### Exercises to complete
1. List every technique that the fractional flow reserve article names as an alternative way to evaluate narrowed coronary arteries.
2. Rewrite the stretch from "Fractional flow reserve (FFR) is a" through "muscle (myocardial ischemia)." of the fractional flow reserve article, switching "heart muscle" to "myocardium".
3. Continue the article on fractional flow reserve from its last sentence.

### Extract

= Fractional flow reserve =

Pressure after a stenosis relative to pressure before

Fractional flow reserve (FFR) is a diagnostic technique used in coronary catheterization. FFR measures pressure differences across a coronary artery stenosis (narrowing, usually due to atherosclerosis) to determine the likelihood that the stenosis impedes oxygen delivery to the heart muscle (myocardial ischemia).

Fractional flow reserve is defined as the pressure after (distal to) a stenosis relative to the pressure before the stenosis. The result is an absolute number; an FFR of 0.80 means that a given stenosis causes a 20% drop in blood pressure. In other words, FFR expresses the maximal flow down a vessel in the presence of a stenosis compared to the maximal flow in the hypothetical absence of the stenosis.

==Procedure==

During coronary catheterization, a catheter is inserted into the femoral (groin) or radial arteries (wrist) using a sheath and guidewire. FFR uses a small sensor on the tip of the wire (commonly a transducer) to measure pressure, temperature and flow to determine the exact severity of the lesion. This is done during maximal blood flow (hyperemia), which can be induced by injecting products such as adenosine or papaverine. A pullback of the pressure wire is performed, and pressures are recorded across the vessel.

When interpreting FFR measurements, higher values indicate a non-significant stenosis, whereas lower values indicate a significant lesion. There is no absolute cut-off point at which an FFR measurement is considered abnormal. However, reviews of clinical trials show a cut-off range between 0.75 and 0.80 has been used when determining significance.

==Equation==
Fractional flow reserve (FFR) is the ratio of maximum blood flow distal to a stenotic lesion to normal maximum flow in the same vessel. It is calculated using the pressure ratio

$FFR = \frac{p_d}{p_a}$

where $p_d$ is the pressure distal to the lesion, and $p_a$ is the pressure proximal to the lesion.

==Rationale==
The decision to perform a percutaneous coronary intervention (PCI) is usually based on angiographic results alone. Angiography can be used for visual evaluation of the inner diameter of a vessel. In ischemic heart disease, deciding which narrowing is the culprit lesion is not always clear-cut. Fractional flow reserve can provide a functional evaluation by measuring the pressure decline caused by a vessel narrowing.

===Advantages and disadvantages===
FFR has certain advantages over other techniques to evaluate narrowed coronary arteries, such as coronary angiography, intravascular ultrasound or CT coronary angiography. For example, FFR takes into account collateral flow, which can render an anatomical blockage functionally unimportant. Also, standard angiography can underestimate or overestimate narrowing, because it only visualizes contrast inside a vessel. Finally, when compared to other indices of vessel narrowing, FFR seems to be less vulnerable to variability between patients.

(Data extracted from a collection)

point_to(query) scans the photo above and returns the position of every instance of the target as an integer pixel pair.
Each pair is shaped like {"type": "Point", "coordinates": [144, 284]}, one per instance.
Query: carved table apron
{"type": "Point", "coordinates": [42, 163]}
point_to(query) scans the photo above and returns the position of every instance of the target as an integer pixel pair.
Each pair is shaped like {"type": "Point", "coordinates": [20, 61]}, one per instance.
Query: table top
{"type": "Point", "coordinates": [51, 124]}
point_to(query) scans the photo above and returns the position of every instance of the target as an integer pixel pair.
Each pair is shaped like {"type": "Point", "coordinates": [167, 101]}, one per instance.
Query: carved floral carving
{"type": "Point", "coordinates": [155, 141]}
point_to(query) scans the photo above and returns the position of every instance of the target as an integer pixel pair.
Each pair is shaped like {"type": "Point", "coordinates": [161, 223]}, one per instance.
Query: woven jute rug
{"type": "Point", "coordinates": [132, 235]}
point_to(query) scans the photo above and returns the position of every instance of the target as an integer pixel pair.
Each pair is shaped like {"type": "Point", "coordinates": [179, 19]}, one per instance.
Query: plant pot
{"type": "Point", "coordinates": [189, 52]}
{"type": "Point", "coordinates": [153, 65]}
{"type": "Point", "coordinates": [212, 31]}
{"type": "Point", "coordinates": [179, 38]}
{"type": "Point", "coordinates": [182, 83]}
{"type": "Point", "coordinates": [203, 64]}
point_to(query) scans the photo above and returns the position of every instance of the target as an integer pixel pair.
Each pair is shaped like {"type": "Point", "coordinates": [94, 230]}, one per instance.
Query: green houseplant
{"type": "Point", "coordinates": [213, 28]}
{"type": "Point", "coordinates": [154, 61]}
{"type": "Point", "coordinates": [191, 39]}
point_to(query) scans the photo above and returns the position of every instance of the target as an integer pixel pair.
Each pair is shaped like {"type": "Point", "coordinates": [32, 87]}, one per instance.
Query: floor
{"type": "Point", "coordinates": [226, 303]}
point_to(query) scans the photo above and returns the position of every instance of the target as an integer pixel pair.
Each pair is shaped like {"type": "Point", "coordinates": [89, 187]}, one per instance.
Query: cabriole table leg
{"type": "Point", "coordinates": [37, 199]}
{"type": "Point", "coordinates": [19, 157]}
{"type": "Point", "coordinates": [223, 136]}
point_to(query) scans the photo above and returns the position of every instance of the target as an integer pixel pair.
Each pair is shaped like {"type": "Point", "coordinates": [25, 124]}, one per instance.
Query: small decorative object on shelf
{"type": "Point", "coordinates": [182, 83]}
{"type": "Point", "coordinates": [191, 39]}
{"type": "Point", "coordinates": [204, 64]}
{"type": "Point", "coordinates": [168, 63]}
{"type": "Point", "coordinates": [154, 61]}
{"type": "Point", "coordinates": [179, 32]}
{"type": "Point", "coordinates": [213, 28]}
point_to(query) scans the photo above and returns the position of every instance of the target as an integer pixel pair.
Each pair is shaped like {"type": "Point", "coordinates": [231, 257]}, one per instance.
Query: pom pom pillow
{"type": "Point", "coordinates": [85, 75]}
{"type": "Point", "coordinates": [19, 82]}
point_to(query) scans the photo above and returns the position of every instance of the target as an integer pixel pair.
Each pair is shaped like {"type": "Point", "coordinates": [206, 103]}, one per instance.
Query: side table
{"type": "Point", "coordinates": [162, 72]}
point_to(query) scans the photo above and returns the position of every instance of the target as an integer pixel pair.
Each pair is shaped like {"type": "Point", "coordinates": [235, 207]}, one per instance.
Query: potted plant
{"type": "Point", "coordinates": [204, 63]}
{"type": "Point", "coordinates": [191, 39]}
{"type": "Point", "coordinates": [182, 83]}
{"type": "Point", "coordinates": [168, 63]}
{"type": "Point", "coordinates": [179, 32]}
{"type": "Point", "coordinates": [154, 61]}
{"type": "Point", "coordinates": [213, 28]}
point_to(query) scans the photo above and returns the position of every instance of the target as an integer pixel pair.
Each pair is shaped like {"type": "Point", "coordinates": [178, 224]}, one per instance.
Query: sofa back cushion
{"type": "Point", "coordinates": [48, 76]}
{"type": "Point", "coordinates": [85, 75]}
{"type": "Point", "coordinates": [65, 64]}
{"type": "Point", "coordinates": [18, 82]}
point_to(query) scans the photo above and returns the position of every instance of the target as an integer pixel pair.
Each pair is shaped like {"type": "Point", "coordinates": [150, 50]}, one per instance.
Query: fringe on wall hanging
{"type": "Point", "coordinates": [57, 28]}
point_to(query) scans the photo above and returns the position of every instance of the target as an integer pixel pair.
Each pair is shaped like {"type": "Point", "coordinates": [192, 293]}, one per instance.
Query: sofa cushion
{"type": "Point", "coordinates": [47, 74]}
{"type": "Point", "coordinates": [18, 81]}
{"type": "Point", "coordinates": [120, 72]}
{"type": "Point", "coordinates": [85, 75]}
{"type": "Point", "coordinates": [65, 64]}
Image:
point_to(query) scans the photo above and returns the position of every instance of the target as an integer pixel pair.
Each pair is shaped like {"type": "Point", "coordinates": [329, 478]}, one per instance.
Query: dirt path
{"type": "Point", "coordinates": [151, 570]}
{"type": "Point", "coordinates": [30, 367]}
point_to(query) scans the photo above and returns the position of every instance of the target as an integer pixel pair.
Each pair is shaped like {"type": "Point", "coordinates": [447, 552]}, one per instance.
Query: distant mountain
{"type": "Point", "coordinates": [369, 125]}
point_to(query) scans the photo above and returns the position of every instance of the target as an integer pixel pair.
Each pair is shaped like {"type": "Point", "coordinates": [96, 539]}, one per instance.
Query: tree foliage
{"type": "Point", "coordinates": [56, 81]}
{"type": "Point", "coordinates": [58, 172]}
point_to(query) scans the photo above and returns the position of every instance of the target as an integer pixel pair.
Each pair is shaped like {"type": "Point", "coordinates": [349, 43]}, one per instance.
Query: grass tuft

### Answers by item
1.
coronary angiography
intravascular ultrasound
CT coronary angiography

2.
Fractional flow reserve (FFR) is a diagnostic technique used in coronary catheterization. FFR measures pressure differences across a coronary artery stenosis (narrowing, usually due to atherosclerosis) to determine the likelihood that the stenosis impedes oxygen delivery to the myocardium (myocardial ischemia).

3.
Other techniques can also provide information which FFR cannot. Intravascular ultrasound, for example, can provide information on plaque vulnerability, whereas FFR measures are only determined by plaque thickness. There are newly developed technologies that can assess both plaque vulnerability and FFR from CT by measuring the vasodilatory capacity of the arterial wall.

FFR allows real-time estimation of the effects of a narrowed vessel, and allows for simultaneous treatment with balloon dilatation and stenting. On the other hand, FFR is an invasive procedure for which non-invasive (less drastic) alternatives exist, such as cardiac stress testing. In this test, physical exercise or intravenous medication (adenosine/dobutamine) is used to increase the workload and oxygen demand of the heart muscle, and ischemia is detected using ECG changes or nuclear imaging.

===DEFER study===
In the DEFER study, fractional flow reserve was used to determine the need for stenting in patients with intermediate single vessel disease. In stenosis patients with an FFR of less than 0.75, outcomes were significantly worse. In patients with an FFR of 0.75 or more however, stenting did not influence outcomes.

=== FAME study===
The Fractional Flow Reserve versus Angiography for Multivessel Evaluation (FAME) study evaluated the role of FFR in patients with multivessel coronary artery disease. In 20 centers in Europe and the United States, 1005 patients undergoing percutaneous coronary intervention with drug eluting stent implantation were randomized to intervention based on angiography or based on fractional flow reserve in addition to angiography. In the angiography arm of the study, all suspicious-looking lesions were stented. In the FFR arm, only angiographically suspicious lesions with an FFR of 0.80 or less were stented.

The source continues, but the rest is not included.